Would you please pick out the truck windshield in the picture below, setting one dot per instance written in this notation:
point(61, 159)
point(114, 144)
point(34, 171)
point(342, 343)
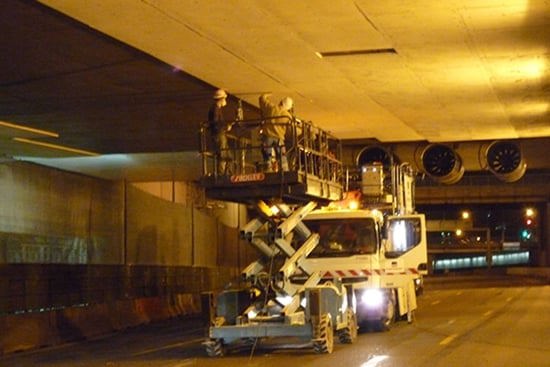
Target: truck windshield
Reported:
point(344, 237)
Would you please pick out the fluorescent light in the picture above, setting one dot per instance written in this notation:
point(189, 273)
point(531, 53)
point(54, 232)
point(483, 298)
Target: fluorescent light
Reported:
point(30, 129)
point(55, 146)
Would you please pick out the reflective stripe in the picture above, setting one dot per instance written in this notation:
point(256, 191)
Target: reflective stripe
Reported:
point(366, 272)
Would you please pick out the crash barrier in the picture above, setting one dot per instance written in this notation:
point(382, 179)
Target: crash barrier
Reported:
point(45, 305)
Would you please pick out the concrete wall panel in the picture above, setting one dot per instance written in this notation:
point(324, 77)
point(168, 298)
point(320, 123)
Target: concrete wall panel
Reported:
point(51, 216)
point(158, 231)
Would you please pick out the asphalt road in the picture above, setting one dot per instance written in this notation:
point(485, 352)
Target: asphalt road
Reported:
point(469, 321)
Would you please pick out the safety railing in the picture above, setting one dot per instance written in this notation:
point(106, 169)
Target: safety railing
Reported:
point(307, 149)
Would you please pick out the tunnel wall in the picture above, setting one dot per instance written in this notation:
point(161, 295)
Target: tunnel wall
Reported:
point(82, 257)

========================

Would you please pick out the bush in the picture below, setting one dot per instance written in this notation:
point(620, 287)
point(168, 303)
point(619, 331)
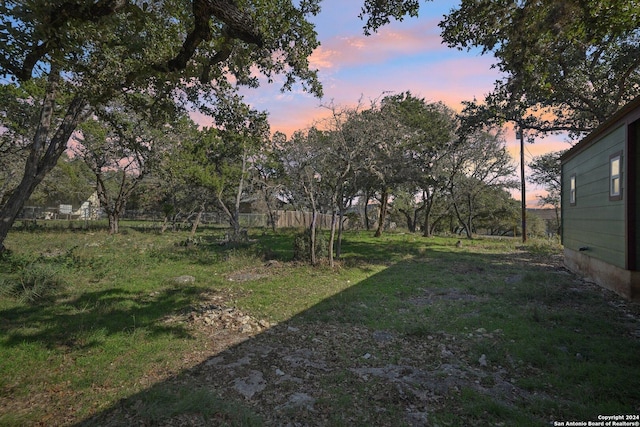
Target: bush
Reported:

========================

WORK REQUIRED: Give the number of lines above in which the word "railing" appears, and nothing more.

WRITTEN RESPONSE: 2